* **Excerpted passage**
THE PEOPLE OF THE STATE OF ILLINOIS, PLAINTIFF-APPELLEE,

v.

MICHAEL ANDERSON ET AL., DEFENDANTS-APPELLANTS.



APPEAL from the Circuit Court of Cook County; the Hon. NATHAN J. KAPLAN, Judge, presiding.

MR. JUSTICE HAYES DELIVERED THE OPINION OF THE COURT:

At about 10:45 P.M. on the evening of 27 May, 1969, Charles Strong was found shot to death in alley behind 6243 S. Bishop Street in Chicago. Indictment No. 69-2028 charged Michael Anderson, Allen Spicer, Simpson Bo Clair, Douglas Streeter, Benjamin Smothers, Bruce Upton, and Leon Rushing with his murder. The trial of Smothers was severed from that of the other defendants. At the close of the State's case, Upton and Rushing were discharged upon a motion for directed finding. The defense presented no testimony. Anderson and Spicer were found guilty by a jury and sentenced from 25 to 50 years in the penitentiary. Bo Clair and Streeter were found guilty by the trial judge after having moved to have their cases decided as though their trials had been bench trials. Bo Clair and Streeter received sentences of 14 to 20 years in the penitentiary.

Eloise Young, on behalf of the State, testified that on the evening of 27 May, 1969, she, Charles Strong, Denise Anderson, and others were sitting on her back porch at 6350 S. Bishop. At about 10:30 P.M. Charles Strong fired a gun in his possession once into the ground. Shortly thereafter, two boys came to the porch. The two boys were identified by the witness in court as Allen Spicer and Michael Anderson. Spicer, who was armed, ordered Strong off the porch. When Strong complied, Spicer put his gun to Strong's head, while Anderson, who was also armed, put his gun in Strong's back. The group, consisting of the victim and his two assailants, started to walk north up the alley in the rear of the witness's home. As they were walking, Anderson pushed Strong and fired two or three shots at his feet. Further along the way, three or four other boys came out of a gangway four or five doors to the north up the alley and joined the initial group of three. The witness identified one of those boys as Smothers. The witness did not know what happened after the group got to the north end of the alley.

The testimony of Denise Anderson, who also testified on behalf of the State, was substantially identical to that of Eloise Young. She identified Spicer and Anderson, noted that both were armed, and observed Anderson fire several times at Strong's feet. The witness also identified Smothers as a member of the group of boys who later came out of the gangway. The witness did not know where Strong was taken.

The next witness for the State was Michael McInnis. The witness was seventeen years old at the time of the occurrence and had known Michael Anderson for about eight years. On the evening of 27 May, 1969, at about 10:30 P.M., the witness was at 63rd and Bishop, at which time and place he heard two shots. He ran north on Bishop to the nearest intersecting east-west alley, turned west, and ran about halfway up the alley. The witness stated that, at this point in the alley, he did not see either Anderson or Strong.

Upon hearing this testimony, the State, claiming that it was taken by surprise, moved for leave to treat McInnis as a hostile witness. The motion was granted. The witness than admitted having answered questions during an interview by the police on 29 May, 1969. The interview had been reproduced in the form of a written statement, which statement the witness had read and signed and which he thereupon identified in court.

The assistant State's Attorney questioned McInnis whether he had been asked the following question and whether he had given the following answer:

"Q. Will you tell me where you were and what you were doing on the 27th of May at about 10:45 P.M.

* **Set tasks**
1 – In the court opinion, what sentences did Bo Clair and Streeter receive?
2 – Pick up the court opinion after its final line and write the next part in the same style.

* **Supplied information**

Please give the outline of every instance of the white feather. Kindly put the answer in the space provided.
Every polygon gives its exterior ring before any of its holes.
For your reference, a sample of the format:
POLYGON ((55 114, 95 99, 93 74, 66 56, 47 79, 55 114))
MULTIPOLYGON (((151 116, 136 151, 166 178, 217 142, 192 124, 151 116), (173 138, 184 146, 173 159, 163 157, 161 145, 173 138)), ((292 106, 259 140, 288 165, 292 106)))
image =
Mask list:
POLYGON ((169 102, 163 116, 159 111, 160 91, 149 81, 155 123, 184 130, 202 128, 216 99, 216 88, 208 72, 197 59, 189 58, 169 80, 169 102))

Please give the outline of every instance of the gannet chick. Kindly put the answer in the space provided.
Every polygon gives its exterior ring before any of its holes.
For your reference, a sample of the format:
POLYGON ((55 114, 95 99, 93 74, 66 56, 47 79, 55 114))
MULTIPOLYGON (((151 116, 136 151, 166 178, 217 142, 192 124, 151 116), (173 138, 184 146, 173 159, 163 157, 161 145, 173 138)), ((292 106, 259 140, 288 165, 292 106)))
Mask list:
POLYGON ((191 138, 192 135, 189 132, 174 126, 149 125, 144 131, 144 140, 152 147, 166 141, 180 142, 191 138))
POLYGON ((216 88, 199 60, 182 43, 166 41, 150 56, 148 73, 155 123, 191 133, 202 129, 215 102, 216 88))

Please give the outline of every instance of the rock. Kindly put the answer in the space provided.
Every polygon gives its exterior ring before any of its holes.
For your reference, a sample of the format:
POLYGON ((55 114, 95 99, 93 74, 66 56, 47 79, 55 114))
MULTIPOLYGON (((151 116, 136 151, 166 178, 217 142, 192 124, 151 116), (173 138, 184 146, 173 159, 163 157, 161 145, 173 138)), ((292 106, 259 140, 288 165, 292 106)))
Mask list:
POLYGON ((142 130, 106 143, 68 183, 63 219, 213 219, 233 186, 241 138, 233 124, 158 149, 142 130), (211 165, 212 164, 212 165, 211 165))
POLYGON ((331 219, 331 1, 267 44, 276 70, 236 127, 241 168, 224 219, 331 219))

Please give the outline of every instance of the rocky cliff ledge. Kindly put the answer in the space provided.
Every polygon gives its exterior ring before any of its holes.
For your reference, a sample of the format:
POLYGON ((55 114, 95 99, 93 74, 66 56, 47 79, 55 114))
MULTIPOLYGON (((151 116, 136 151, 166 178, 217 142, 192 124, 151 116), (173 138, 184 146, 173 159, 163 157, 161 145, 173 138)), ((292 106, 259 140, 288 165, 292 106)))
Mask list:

* **Answers to each task**
1 – 14 to 20 years in the penitentiary.

2 –
A. I was on the corner of 63rd and Bishop and I heard two shots and I started to run towards my house. I was running north on Bishop and when I got to the alley on the west side of the street, I saw Shine (Anderson) standing over Chuck. I saw Shine had a gun in his hand and Chuckie say `Don't kill me' and Shine pointed the gun at him and fired several times. After Shine fired, Chuckie didn't move again. I then ran away and went home."

The witness denied that he had given that answer to the question. The assistant State's Attorney then asked the court whether he could ask one or two more questions. The attorney for Anderson and the attorney for Bo Clair and Streeter both stated that they had no objection. The prosecutor then proceeded by way of question and answer through McInnis's entire statement of the 29th of May.

The fact that McInnis had given the statement on the 29th of May, and that he had read, verified, and signed the statement was corroborated by officer Raymond Luth, the officer to whom the statement had been given.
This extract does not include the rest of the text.